'''

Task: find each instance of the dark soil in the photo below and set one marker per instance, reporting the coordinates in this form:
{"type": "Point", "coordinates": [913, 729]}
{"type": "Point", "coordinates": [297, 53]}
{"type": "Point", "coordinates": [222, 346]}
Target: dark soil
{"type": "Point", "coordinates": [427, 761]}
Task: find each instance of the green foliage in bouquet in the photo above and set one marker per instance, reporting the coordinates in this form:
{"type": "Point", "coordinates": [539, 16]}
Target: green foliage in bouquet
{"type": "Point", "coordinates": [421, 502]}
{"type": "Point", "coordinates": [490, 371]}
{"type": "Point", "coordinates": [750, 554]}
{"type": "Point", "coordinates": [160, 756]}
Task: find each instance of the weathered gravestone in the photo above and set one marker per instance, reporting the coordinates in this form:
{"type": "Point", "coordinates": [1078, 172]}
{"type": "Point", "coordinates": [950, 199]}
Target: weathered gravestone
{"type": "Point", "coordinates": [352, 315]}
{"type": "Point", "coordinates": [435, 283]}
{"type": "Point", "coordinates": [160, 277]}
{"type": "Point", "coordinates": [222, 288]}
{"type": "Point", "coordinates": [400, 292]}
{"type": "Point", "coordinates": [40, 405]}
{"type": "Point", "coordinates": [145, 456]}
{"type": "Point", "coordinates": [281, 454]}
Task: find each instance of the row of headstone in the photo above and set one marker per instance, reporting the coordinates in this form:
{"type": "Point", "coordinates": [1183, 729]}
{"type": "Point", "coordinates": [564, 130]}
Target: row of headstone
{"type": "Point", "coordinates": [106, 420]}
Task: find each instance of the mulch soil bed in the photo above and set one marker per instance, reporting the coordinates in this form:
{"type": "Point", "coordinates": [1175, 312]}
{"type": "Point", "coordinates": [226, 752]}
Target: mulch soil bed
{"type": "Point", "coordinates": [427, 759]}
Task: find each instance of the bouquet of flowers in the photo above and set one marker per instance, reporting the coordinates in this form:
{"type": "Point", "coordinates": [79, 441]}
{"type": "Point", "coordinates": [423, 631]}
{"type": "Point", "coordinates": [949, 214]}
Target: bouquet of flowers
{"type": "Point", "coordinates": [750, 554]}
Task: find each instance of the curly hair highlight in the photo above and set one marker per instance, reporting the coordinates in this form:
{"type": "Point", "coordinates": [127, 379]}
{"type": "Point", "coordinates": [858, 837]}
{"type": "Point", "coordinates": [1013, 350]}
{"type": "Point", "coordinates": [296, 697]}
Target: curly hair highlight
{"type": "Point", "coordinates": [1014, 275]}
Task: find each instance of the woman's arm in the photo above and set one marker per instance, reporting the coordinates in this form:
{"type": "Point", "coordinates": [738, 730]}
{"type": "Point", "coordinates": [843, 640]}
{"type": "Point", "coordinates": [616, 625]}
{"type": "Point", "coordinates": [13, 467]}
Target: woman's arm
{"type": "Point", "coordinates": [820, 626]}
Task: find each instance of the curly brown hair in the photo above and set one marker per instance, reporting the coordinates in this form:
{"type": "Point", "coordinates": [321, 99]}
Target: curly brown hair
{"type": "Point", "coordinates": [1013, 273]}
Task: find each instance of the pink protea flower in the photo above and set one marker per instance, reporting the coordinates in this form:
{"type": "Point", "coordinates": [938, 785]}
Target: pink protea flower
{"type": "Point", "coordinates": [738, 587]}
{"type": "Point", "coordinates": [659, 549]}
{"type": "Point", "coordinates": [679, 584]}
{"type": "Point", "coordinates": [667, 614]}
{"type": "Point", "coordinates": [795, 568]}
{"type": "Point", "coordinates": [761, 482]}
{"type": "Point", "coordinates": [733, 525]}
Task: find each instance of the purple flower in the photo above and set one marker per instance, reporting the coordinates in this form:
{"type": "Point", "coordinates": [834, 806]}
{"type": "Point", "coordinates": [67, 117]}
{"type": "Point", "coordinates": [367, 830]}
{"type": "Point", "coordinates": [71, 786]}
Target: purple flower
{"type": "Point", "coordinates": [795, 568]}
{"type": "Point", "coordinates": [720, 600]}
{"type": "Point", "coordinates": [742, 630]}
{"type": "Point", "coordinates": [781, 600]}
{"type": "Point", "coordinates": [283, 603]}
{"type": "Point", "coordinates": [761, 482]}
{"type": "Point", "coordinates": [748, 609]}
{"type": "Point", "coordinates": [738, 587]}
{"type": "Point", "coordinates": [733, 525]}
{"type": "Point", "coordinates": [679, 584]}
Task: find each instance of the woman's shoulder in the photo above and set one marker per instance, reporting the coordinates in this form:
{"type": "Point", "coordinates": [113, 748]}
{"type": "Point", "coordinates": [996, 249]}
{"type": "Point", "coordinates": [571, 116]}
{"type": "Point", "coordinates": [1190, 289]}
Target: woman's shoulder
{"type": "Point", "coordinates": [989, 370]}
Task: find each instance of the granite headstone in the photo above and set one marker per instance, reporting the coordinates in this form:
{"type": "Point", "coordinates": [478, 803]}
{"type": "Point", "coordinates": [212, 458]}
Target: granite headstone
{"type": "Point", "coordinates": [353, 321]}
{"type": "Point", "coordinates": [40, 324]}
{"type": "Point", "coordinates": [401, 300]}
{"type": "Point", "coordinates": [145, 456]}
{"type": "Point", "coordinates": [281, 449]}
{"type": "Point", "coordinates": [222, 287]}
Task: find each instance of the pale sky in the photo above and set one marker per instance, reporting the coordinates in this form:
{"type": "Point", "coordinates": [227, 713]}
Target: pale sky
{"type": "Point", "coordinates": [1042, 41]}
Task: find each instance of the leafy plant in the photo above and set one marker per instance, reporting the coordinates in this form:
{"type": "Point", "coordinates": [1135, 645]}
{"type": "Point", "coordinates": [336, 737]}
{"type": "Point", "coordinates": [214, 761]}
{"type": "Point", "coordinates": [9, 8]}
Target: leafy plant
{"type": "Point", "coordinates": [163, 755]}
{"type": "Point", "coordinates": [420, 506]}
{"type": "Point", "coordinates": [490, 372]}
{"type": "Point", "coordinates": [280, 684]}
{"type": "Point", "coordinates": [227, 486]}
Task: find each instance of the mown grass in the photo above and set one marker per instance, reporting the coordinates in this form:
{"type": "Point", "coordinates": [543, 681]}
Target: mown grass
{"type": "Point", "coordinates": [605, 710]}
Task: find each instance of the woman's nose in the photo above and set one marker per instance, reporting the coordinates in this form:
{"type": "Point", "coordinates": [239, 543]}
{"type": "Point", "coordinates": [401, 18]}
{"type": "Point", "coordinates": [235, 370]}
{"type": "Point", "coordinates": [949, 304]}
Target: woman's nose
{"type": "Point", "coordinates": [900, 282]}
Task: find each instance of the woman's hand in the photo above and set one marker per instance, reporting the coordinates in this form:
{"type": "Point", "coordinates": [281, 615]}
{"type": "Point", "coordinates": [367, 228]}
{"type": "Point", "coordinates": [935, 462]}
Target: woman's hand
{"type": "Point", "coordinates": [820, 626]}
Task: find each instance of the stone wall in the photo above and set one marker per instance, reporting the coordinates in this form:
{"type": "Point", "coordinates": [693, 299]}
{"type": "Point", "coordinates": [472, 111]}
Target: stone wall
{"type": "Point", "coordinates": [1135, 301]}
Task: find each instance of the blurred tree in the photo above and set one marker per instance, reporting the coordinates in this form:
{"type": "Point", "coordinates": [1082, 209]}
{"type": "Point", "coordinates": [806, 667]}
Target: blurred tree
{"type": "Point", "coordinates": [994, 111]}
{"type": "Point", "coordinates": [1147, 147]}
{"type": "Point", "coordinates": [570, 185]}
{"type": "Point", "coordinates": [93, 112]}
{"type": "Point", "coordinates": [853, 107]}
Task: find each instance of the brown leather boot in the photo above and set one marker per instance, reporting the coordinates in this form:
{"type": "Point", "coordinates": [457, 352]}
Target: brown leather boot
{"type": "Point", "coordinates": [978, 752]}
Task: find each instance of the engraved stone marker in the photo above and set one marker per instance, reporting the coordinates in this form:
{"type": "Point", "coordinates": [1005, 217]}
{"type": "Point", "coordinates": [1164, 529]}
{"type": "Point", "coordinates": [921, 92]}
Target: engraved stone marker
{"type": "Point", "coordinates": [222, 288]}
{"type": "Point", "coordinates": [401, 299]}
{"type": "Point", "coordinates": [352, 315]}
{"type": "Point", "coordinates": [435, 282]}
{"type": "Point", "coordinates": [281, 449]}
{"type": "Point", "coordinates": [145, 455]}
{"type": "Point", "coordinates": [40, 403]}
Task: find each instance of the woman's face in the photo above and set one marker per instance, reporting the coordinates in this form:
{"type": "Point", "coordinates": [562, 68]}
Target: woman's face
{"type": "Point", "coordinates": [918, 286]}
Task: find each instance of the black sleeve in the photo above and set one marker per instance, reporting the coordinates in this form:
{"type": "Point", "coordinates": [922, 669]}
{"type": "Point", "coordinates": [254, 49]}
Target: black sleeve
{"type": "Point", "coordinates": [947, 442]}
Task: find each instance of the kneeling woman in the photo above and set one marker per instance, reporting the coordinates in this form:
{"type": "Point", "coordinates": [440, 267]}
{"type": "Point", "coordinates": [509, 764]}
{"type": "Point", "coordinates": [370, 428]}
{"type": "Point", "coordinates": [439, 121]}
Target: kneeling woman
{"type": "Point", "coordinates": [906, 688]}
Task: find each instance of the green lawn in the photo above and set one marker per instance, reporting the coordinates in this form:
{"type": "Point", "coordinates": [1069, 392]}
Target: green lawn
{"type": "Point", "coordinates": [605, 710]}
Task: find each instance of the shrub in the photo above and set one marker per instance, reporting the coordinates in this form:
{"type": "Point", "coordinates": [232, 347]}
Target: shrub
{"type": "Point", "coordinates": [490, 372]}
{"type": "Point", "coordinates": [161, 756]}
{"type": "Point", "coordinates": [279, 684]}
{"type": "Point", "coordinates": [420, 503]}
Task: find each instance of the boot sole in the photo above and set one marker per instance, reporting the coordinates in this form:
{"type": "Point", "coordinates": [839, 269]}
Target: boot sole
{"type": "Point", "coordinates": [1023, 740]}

'''

Exercise aim: Everything from the line with "Task: find each instance of the black" through the last line of the data above, please return word for word, and no other line.

Answer box:
Task: find each instance of the black sleeve in the photo above and set one marker per instance, reporting the coordinates in this form:
{"type": "Point", "coordinates": [922, 669]}
{"type": "Point", "coordinates": [254, 49]}
Target: black sleeve
{"type": "Point", "coordinates": [947, 442]}
Task: find each instance of the kneeling woman in the photo above and set one marker per instance, reporting the coordinates in this form:
{"type": "Point", "coordinates": [440, 267]}
{"type": "Point", "coordinates": [509, 764]}
{"type": "Point", "coordinates": [370, 428]}
{"type": "Point", "coordinates": [439, 121]}
Target: kneeling woman
{"type": "Point", "coordinates": [906, 688]}
Task: find each instance of the green lawn in the photo above and set one marker per instance, reporting the coordinates in this form:
{"type": "Point", "coordinates": [1069, 392]}
Target: green lawn
{"type": "Point", "coordinates": [605, 710]}
Task: find each instance of the shrub in the photo above and set one marker per instance, reporting the coordinates in this form:
{"type": "Point", "coordinates": [232, 347]}
Target: shrub
{"type": "Point", "coordinates": [490, 372]}
{"type": "Point", "coordinates": [161, 756]}
{"type": "Point", "coordinates": [279, 684]}
{"type": "Point", "coordinates": [420, 503]}
Task: find each instance of the boot sole in the photo above and set one marker per instance, reporting the coordinates in this form:
{"type": "Point", "coordinates": [839, 269]}
Target: boot sole
{"type": "Point", "coordinates": [1023, 740]}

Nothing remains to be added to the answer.